**TEXT:**
# Dominance over smaller dogs



## RangerC (Jan 23, 2013)

I've noticed recently that Barney has started to growl/snarl at other male dogs. It is usually smaller dogs and some that he has met before as well (very embarrassing as they are neighbours). I am hoping that now he has had the snip this will calm down. I presume that he is just showing them who is top dog. It's not a trait I'm liking.


----------



## Tinman (Apr 23, 2013)

Ralph has done it on a couple, of occasions,
It tends to be if he is on lead, or the other dog is showing interest in ruby.
I think they are just been a bit "mouthy!"
I've seen Ralph been snapped back at and he has his tail between his legs - it's just a dog thing, who's who and who's boss.
If I have my two off lead, they will sniff other dogs - but more often than not, now pass without any interaction.


----------



## emjon123 (Apr 9, 2013)

**SUPPLIED ENTRIES:**
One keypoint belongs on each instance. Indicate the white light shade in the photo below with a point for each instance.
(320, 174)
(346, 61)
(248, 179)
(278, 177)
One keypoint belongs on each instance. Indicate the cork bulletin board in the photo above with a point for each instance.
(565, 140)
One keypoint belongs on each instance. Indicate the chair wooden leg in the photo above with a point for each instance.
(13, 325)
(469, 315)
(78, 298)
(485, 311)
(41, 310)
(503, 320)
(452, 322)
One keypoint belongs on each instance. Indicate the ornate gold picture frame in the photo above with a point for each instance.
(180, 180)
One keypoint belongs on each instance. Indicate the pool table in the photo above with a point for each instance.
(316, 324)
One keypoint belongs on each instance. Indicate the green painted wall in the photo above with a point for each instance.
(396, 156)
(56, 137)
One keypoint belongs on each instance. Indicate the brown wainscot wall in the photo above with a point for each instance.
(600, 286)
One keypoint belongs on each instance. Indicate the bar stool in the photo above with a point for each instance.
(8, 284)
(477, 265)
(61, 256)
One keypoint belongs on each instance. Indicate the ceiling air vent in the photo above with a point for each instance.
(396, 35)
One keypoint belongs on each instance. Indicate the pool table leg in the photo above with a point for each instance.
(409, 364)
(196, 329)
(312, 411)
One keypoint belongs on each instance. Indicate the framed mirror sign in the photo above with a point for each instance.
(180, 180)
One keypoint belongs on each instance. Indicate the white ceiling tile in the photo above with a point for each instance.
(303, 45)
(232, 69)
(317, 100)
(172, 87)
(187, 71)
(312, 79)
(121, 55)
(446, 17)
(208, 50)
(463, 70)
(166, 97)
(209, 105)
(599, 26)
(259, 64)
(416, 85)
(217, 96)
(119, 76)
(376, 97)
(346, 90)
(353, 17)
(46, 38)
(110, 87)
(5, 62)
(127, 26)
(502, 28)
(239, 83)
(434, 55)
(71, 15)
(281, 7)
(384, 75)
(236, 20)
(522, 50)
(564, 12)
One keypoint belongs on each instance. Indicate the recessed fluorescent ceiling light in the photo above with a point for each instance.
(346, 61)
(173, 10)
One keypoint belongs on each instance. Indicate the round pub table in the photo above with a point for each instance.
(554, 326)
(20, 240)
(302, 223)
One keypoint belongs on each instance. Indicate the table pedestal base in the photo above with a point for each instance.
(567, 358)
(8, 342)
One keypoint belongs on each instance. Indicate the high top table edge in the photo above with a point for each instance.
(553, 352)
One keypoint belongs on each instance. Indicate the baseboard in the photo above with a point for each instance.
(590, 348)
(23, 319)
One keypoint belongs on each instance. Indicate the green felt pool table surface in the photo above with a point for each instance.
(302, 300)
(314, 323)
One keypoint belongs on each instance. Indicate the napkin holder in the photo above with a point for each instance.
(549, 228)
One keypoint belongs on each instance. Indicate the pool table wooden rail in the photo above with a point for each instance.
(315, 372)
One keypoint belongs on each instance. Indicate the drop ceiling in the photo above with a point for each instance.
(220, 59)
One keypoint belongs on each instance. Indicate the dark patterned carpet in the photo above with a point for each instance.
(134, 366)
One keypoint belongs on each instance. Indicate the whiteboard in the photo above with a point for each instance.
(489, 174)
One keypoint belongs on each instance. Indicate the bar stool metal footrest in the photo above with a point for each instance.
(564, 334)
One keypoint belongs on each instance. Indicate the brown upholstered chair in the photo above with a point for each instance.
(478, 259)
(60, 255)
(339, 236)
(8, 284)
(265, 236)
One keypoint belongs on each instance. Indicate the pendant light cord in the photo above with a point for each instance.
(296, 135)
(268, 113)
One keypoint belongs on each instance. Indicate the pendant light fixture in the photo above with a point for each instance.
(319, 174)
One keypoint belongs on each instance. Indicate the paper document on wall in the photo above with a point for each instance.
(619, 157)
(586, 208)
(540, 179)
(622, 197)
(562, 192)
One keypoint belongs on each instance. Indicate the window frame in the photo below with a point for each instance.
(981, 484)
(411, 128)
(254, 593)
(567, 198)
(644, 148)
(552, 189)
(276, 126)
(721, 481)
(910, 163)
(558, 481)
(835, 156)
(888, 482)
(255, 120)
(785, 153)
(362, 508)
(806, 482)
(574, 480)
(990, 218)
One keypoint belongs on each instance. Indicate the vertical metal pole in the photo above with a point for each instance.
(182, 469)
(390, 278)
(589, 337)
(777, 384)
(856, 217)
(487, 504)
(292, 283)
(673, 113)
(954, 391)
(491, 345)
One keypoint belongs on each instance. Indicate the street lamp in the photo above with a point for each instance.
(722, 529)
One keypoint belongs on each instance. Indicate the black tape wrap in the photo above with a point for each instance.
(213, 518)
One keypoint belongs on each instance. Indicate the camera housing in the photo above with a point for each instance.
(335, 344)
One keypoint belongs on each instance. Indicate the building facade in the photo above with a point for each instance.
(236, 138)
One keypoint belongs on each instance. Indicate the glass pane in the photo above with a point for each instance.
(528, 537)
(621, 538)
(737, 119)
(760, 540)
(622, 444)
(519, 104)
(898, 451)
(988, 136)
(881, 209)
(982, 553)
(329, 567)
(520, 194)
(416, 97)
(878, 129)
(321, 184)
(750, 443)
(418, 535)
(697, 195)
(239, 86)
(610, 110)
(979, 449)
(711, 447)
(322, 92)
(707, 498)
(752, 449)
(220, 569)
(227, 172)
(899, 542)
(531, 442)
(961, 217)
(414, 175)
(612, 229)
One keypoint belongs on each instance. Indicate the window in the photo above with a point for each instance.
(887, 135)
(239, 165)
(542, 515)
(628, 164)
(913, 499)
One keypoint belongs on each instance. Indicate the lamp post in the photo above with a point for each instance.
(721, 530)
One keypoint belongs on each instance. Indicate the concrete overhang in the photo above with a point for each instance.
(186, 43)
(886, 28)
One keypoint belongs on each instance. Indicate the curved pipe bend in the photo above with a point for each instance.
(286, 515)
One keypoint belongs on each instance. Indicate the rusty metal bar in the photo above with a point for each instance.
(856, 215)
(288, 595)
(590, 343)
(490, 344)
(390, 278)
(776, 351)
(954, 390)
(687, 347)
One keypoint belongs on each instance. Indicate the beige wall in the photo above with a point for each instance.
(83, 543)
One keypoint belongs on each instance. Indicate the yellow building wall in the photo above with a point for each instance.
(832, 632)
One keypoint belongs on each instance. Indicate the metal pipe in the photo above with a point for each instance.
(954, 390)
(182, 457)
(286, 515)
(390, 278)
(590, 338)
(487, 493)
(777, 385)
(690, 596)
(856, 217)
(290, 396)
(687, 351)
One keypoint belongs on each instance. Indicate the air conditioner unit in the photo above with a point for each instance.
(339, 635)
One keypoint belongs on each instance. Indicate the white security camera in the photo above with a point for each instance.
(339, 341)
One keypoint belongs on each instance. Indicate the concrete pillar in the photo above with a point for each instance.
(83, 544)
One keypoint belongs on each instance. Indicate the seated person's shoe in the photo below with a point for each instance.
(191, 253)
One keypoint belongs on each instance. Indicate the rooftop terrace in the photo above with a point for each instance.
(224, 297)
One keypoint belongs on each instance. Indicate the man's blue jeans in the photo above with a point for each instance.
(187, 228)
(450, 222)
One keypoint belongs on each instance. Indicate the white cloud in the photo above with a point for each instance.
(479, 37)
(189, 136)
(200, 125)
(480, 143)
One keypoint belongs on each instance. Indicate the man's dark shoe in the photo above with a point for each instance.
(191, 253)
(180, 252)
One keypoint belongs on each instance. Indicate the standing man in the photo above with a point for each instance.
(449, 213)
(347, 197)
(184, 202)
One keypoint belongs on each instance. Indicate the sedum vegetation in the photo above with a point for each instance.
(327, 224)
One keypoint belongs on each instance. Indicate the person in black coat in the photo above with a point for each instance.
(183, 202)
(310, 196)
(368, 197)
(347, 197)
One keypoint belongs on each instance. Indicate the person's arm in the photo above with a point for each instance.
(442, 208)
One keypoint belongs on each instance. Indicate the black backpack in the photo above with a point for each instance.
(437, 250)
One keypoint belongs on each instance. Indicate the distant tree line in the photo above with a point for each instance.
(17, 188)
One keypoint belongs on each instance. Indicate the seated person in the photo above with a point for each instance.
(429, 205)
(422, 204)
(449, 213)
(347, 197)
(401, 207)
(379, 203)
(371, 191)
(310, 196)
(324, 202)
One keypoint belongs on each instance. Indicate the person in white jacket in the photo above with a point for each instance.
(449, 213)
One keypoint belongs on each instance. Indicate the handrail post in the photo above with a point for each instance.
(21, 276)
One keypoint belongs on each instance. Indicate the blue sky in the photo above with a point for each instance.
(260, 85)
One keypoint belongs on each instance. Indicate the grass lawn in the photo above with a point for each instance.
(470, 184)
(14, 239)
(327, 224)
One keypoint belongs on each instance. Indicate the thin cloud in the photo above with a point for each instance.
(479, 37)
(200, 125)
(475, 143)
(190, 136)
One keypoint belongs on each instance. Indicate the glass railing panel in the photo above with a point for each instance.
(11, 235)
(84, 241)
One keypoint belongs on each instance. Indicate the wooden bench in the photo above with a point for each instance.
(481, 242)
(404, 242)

**INSTRUCTIONS TO FOLLOW:**
Reproduce the forum thread about dominance over smaller dogs word for word, from "I've noticed recently" up to and including "interest in ruby.". The listing is separate material and has nothing to do with the thread.

**COMPLETED EXERCISE:**
I've noticed recently that Barney has started to growl/snarl at other male dogs. It is usually smaller dogs and some that he has met before as well (very embarrassing as they are neighbours). I am hoping that now he has had the snip this will calm down. I presume that he is just showing them who is top dog. It's not a trait I'm liking.


----------



## Tinman (Apr 23, 2013)

Ralph has done it on a couple, of occasions,
It tends to be if he is on lead, or the other dog is showing interest in ruby.